+++ LISTED ENTRIES +++

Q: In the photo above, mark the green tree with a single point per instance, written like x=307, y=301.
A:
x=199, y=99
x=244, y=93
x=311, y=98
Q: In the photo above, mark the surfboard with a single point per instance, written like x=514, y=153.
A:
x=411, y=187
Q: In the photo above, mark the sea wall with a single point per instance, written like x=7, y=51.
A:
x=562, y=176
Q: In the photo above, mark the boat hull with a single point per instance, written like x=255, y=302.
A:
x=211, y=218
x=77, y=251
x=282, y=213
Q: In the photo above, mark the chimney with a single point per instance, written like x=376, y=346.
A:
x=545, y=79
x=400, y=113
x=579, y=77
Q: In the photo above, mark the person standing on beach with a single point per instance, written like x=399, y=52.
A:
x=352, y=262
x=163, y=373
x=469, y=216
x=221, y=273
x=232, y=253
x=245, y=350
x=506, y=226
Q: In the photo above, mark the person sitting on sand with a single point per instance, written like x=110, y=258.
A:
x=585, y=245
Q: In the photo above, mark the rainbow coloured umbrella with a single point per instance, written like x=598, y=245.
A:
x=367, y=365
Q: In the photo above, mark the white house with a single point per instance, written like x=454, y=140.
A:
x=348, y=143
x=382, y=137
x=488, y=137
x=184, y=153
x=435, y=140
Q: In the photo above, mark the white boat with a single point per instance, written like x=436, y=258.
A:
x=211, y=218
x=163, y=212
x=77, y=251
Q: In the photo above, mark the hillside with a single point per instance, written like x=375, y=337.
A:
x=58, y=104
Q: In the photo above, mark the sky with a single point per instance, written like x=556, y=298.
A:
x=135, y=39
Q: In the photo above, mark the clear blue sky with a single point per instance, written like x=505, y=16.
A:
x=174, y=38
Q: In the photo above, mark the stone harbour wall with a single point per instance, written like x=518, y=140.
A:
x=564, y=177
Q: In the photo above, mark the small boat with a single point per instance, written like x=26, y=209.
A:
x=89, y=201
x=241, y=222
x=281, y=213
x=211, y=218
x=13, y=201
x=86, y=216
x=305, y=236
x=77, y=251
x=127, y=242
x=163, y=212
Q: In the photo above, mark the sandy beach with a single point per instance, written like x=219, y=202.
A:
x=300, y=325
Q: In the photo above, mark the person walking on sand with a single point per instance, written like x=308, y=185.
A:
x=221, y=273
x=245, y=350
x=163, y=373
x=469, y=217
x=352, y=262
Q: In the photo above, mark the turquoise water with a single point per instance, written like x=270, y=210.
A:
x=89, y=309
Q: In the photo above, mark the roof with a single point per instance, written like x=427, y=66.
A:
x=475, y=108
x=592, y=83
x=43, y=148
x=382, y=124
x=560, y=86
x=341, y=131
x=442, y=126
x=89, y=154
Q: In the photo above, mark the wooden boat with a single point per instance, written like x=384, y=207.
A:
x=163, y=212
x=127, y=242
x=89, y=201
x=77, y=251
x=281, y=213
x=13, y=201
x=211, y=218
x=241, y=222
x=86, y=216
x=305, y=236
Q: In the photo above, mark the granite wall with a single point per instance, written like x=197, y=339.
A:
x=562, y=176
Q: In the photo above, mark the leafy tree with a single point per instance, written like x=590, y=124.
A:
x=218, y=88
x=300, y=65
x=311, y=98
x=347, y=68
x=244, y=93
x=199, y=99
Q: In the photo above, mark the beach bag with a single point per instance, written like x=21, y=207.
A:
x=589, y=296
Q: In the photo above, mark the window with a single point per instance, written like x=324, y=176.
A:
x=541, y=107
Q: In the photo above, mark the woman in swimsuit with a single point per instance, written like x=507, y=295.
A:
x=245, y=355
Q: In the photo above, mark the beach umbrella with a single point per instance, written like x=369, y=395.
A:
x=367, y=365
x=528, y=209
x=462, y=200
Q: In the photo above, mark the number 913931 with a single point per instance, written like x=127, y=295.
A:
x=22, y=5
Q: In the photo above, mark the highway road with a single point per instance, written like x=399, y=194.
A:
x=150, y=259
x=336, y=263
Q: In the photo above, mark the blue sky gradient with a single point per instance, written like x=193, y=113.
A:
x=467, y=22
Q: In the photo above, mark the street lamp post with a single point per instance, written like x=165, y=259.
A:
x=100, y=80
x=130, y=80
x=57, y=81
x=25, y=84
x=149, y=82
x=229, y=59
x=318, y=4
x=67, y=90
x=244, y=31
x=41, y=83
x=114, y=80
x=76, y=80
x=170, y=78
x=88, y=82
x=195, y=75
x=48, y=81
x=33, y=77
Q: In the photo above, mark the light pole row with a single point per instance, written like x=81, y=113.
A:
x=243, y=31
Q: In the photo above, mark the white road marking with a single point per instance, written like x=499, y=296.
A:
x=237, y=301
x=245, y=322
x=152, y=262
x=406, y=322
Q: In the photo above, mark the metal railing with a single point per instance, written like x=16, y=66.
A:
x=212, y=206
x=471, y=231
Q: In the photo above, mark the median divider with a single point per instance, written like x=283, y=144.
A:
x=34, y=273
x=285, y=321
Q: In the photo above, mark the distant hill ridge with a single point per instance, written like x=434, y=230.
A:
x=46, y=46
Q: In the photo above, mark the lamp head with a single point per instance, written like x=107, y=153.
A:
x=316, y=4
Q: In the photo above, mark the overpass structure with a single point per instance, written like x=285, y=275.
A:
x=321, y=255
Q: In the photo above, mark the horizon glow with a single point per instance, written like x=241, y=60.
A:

+++

> WHAT THE TASK REQUIRES:
Each entry above is to be quoted exactly.

> TASK ANSWER:
Q: In the photo above, mark the green tree with a single point per instance, written like x=307, y=301.
A:
x=199, y=99
x=244, y=93
x=311, y=98
Q: In the photo above, mark the surfboard with a single point per instance, written like x=514, y=153.
A:
x=411, y=187
Q: In the photo above, mark the sea wall with a single point per instance, written like x=7, y=51.
A:
x=562, y=176
Q: In the photo above, mark the boat hull with a single point per instance, written like x=255, y=302.
A:
x=211, y=218
x=77, y=251
x=282, y=213
Q: In the photo above, mark the chimney with a single point per instance, written like x=376, y=346.
A:
x=545, y=79
x=400, y=113
x=579, y=77
Q: In the photo above, mark the person standing on beach with a single point per instance, written like x=399, y=52.
A:
x=352, y=262
x=163, y=373
x=469, y=216
x=221, y=273
x=232, y=253
x=245, y=350
x=506, y=226
Q: In the photo above, mark the person sitting on sand with a single point per instance, written like x=110, y=258.
A:
x=585, y=245
Q: In the photo above, mark the rainbow coloured umbrella with a single point per instance, written like x=598, y=245.
A:
x=367, y=365
Q: In the photo above, mark the white house with a single point per instance, written like x=454, y=140.
A:
x=348, y=143
x=382, y=137
x=488, y=137
x=184, y=153
x=435, y=140
Q: In the photo above, mark the white boat with a single point per instance, written like x=436, y=258.
A:
x=211, y=218
x=163, y=212
x=77, y=251
Q: In the photo above, mark the hillside with a single point per instance, written like x=375, y=337.
A:
x=58, y=104
Q: In the photo above, mark the sky with a single point per instance, written like x=556, y=298.
A:
x=135, y=39
Q: In the photo above, mark the clear blue sky with a single point per instance, written like x=505, y=16.
A:
x=174, y=38
Q: In the photo above, mark the stone harbour wall with a single point per instance, written like x=518, y=140.
A:
x=564, y=177
Q: In the photo above, mark the small boat with a single point per instance, written like x=26, y=209.
A:
x=89, y=201
x=241, y=222
x=281, y=213
x=211, y=218
x=13, y=201
x=86, y=216
x=305, y=236
x=77, y=251
x=127, y=242
x=163, y=212
Q: In the photo above, mark the sandy beach with a single point per instance, written like x=219, y=202.
A:
x=300, y=325
Q: In the photo above, mark the person walking on sand with a single point per instance, written like x=308, y=185.
A:
x=221, y=273
x=245, y=350
x=163, y=373
x=469, y=217
x=352, y=262
Q: In the photo above, mark the turquoise water with a single point per instance, written like x=270, y=210.
A:
x=89, y=309
Q: In the photo above, mark the roof with a single point per instance, written like x=427, y=66.
A:
x=475, y=108
x=592, y=83
x=43, y=148
x=382, y=124
x=560, y=86
x=341, y=131
x=442, y=126
x=89, y=154
Q: In the photo above, mark the wooden boat with a single point per instance, written like x=384, y=207.
A:
x=163, y=212
x=127, y=242
x=89, y=201
x=77, y=251
x=281, y=213
x=13, y=201
x=211, y=218
x=241, y=222
x=86, y=216
x=305, y=236
Q: In the photo above, mark the granite wall with a single point per instance, written like x=197, y=339.
A:
x=562, y=176
Q: In the photo above, mark the leafy tree with a single point per instance, written like x=590, y=124.
A:
x=218, y=88
x=300, y=65
x=311, y=98
x=347, y=68
x=244, y=93
x=199, y=99
Q: In the photo above, mark the beach bag with a single point per instance, written like x=21, y=207.
A:
x=589, y=296
Q: In the photo above, mark the window with a single point per instance, written like x=324, y=176.
A:
x=541, y=107
Q: In the photo above, mark the woman in swimsuit with a single point per instance, written like x=507, y=295.
A:
x=245, y=355
Q: In the photo above, mark the beach umbrella with a single point per instance, written like x=369, y=395.
A:
x=367, y=365
x=528, y=209
x=462, y=200
Q: In the photo above, mark the number 913931 with a single point per instance, written like x=127, y=295.
A:
x=22, y=5
Q: In the photo above, mark the highway road with a single point per instance, written like x=399, y=194.
A:
x=150, y=259
x=336, y=263
Q: In the photo above, mark the blue sky gradient with a single point per instance, written like x=193, y=113.
A:
x=467, y=22
Q: In the photo above, mark the street lamp post with a single point per instance, written like x=165, y=259.
A:
x=100, y=80
x=130, y=80
x=57, y=81
x=25, y=84
x=149, y=82
x=229, y=59
x=318, y=4
x=67, y=90
x=244, y=31
x=41, y=83
x=114, y=80
x=76, y=80
x=170, y=78
x=88, y=82
x=195, y=75
x=48, y=81
x=33, y=77
Q: In the photo above, mark the light pole row with a single point per instance, written like x=81, y=113.
A:
x=243, y=31
Q: In the photo above, mark the white road marking with a single point per instance, written like x=499, y=296.
A:
x=237, y=301
x=245, y=322
x=152, y=262
x=406, y=322
Q: In the photo above, mark the metal railing with a single point per instance, written like x=16, y=66.
A:
x=212, y=206
x=471, y=231
Q: In the photo above, mark the median divider with a single point per instance, written like x=283, y=144.
A:
x=34, y=273
x=285, y=321
Q: In the photo above, mark the distant hill ridge with a single point per instance, written like x=434, y=230.
A:
x=46, y=46
Q: In the photo above, mark the lamp head with a single point per instance, written like x=107, y=153.
A:
x=316, y=4
Q: In the photo above, mark the overpass structure with a single point per instance, written like x=285, y=275.
A:
x=321, y=255
Q: In the photo above, mark the horizon glow with a single point per instance, written like x=241, y=60.
A:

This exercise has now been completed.